WHAT THE EXERCISE ASKS => Your answer must be an exact copy of the records below.

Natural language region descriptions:

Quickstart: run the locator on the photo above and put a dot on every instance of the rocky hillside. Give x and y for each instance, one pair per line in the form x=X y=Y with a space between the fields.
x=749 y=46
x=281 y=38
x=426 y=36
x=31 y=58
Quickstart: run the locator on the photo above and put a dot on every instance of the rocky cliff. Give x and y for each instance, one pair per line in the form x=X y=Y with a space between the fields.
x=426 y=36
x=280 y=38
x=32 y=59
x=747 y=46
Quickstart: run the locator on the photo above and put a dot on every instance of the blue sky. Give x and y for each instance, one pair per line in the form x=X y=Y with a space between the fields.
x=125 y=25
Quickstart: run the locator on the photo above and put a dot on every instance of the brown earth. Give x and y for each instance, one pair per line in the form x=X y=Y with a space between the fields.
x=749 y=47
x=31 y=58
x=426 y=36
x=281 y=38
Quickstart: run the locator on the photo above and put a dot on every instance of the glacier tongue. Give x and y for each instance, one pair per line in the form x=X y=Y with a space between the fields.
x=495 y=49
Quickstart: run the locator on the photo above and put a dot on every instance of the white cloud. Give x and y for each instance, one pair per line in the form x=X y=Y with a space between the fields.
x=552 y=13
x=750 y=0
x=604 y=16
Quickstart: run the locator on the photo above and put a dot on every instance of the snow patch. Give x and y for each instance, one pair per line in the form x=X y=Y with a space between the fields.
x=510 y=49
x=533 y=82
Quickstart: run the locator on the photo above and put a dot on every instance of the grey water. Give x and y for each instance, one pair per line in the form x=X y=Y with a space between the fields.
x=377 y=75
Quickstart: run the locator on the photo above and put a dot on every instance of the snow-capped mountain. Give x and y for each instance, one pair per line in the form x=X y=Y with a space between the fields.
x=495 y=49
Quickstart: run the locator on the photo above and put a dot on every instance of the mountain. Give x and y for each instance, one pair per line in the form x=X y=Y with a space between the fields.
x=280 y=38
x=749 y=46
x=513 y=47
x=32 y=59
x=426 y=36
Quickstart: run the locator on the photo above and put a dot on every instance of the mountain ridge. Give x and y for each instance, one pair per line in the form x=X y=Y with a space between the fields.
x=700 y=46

REPLY TO THE TASK =>
Quickstart: run the locator on the photo above and put a dot on every instance of the rocky hillside. Give x and y for each instance, one pair per line in the form x=X y=Y with a space between the fields.
x=749 y=46
x=281 y=38
x=426 y=36
x=31 y=58
Quickstart: run the locator on the photo above and put a dot on every instance of the rocky cliff. Give x and y for each instance, one pair per line in the form x=X y=Y with a space between the fields.
x=426 y=36
x=280 y=38
x=32 y=59
x=747 y=46
Quickstart: run the locator on the photo above and put a dot on every instance of the blue sky. Give x and y for each instance, one pair per line in the form x=X y=Y with a space between the fields.
x=125 y=25
Quickstart: run the locator on the photo above and put a dot on every instance of the brown earth. Give x and y for each instance, one pair per line in the form x=X y=Y with a space between the fields.
x=749 y=47
x=31 y=58
x=426 y=36
x=281 y=38
Quickstart: run the locator on the photo above and put a dot on every instance of the glacier tongue. Give x and y for each instance, one pair per line in the form x=X y=Y with a space between the fields.
x=495 y=49
Quickstart: run the locator on the photo above and put a dot on every instance of the white cloud. Give x and y for each instance, one pair per line in the form x=X y=Y with a space between the fields.
x=552 y=13
x=750 y=0
x=604 y=16
Quickstart: run the locator on the photo above and put a dot on every instance of the snow patch. Give x and y for each instance, one pair per line in the form x=X y=Y with a space between the fields.
x=510 y=49
x=533 y=82
Quickstart: run the locator on the photo above and put a dot on every instance of the grey water. Give x and y for each instance, one pair per line in the form x=X y=Y with a space between the fields.
x=377 y=75
Quickstart: run the locator on the photo above and put a dot on every instance of the snow-capped mountain. Give x and y for each instance, one pair per line in the form x=X y=Y with a space between the fields.
x=495 y=49
Quickstart: run the locator on the photo above and put a dot on every instance of the mountain. Give x and y for each instance, one pair per line in the form x=X y=Y with a space between the fields.
x=280 y=38
x=749 y=46
x=513 y=47
x=32 y=59
x=426 y=36
Quickstart: run the locator on the photo above and put a dot on every instance of the mountain ridge. Give x and y for each instance, one pair per line in the form x=X y=Y with a space between the fields.
x=700 y=46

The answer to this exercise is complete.